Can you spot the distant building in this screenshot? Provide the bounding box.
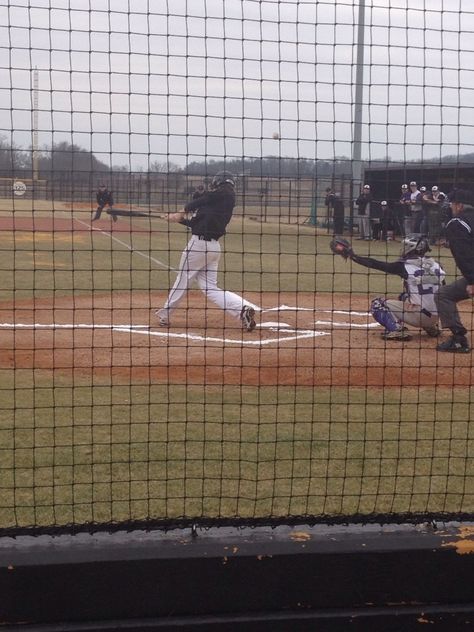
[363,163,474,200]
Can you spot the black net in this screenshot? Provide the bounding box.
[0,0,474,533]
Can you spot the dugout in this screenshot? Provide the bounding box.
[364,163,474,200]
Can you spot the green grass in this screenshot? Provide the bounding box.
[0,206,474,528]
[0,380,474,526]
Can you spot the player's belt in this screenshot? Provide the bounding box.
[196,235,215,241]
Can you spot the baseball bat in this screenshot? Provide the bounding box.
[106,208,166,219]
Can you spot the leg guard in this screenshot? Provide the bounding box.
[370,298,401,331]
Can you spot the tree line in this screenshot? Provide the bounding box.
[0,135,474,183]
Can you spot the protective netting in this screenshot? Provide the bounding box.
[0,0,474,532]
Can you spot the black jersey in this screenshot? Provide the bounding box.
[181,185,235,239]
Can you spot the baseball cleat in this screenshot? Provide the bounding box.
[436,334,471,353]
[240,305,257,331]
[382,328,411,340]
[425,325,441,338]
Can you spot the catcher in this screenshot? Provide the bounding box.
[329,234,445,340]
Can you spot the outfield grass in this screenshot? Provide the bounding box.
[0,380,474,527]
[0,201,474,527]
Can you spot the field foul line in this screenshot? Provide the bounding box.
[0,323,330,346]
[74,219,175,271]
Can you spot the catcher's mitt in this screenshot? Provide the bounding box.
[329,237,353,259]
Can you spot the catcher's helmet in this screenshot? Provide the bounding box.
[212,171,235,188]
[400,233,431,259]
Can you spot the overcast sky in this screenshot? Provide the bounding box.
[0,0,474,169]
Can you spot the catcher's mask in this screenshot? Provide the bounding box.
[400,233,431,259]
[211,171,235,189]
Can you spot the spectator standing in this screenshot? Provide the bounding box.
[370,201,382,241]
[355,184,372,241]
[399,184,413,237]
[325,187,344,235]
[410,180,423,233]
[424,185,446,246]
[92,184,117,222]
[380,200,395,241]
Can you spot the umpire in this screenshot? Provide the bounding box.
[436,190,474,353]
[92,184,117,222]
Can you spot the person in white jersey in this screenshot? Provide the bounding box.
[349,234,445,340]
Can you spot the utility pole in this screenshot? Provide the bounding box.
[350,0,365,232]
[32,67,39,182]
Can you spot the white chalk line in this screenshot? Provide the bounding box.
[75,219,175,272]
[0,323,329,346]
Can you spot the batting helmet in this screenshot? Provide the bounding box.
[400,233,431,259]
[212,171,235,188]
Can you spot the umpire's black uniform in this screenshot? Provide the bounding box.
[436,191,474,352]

------------------------------

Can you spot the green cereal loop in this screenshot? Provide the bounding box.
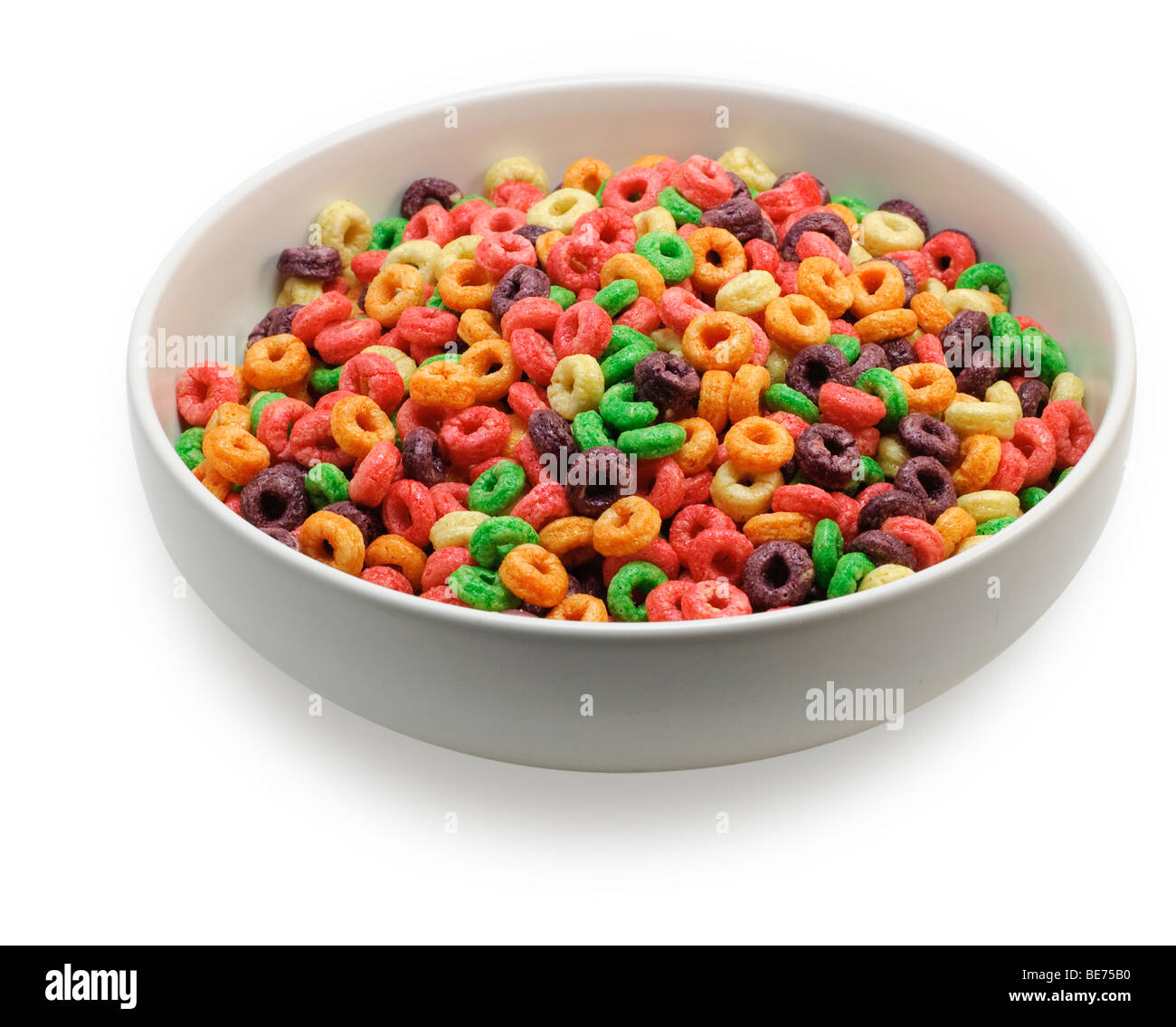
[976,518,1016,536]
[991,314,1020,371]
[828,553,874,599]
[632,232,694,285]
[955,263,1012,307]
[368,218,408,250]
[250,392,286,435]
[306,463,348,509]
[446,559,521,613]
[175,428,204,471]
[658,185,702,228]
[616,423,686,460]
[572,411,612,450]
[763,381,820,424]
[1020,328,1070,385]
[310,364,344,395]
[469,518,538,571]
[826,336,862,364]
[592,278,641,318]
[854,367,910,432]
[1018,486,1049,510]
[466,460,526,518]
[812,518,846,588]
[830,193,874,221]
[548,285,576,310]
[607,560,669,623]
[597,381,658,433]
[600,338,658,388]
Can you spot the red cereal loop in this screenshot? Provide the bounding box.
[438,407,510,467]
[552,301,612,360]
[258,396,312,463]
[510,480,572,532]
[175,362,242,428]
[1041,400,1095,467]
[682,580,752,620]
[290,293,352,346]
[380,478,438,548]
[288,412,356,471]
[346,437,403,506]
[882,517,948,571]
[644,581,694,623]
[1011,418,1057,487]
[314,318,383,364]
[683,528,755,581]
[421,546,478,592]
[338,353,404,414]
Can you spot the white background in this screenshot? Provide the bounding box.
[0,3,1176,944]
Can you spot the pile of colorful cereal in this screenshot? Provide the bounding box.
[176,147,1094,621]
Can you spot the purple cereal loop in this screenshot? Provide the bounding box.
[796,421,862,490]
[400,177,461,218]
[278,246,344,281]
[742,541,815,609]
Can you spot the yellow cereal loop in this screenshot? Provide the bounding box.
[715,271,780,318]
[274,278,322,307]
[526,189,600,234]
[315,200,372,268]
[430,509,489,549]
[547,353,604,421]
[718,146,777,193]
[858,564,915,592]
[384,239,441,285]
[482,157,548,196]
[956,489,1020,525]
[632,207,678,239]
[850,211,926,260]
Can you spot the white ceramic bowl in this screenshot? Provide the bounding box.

------------------------------

» **Set task**: Rescale the stretch of the listing from the line containing "Can you spot the green cereal" through the line containing "[175,428,204,471]" by rewriting only those lines, request included, with each bounding box coordinate multiplied by 0.45 and rounded to a whole number, halves up. Leave the pictures out.

» **Written reply**:
Can you spot the green cereal loop in this screenshot? Provide the bounding box.
[439,233,457,241]
[446,141,459,167]
[373,249,393,270]
[284,104,312,128]
[430,118,455,138]
[166,98,184,113]
[113,176,129,196]
[138,208,157,229]
[201,252,234,276]
[79,193,92,212]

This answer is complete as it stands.